Material for the task —
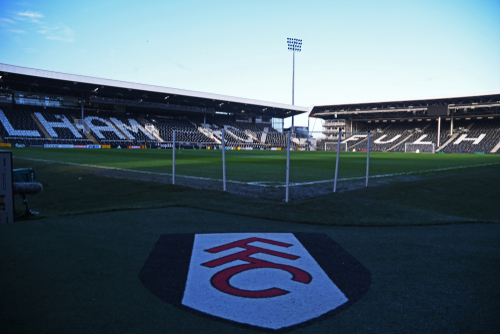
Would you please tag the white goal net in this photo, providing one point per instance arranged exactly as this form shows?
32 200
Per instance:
332 146
420 148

Objective — Rewrite the items above, swapping "instance" for "object" wherever it appears and changing nothing else. Leave the pictures out of your answer.

Answer for this exercise —
Would you please tag the white goal net in this photo, providing one point per object arranged exactly as this form shows?
32 200
Per object:
332 146
420 148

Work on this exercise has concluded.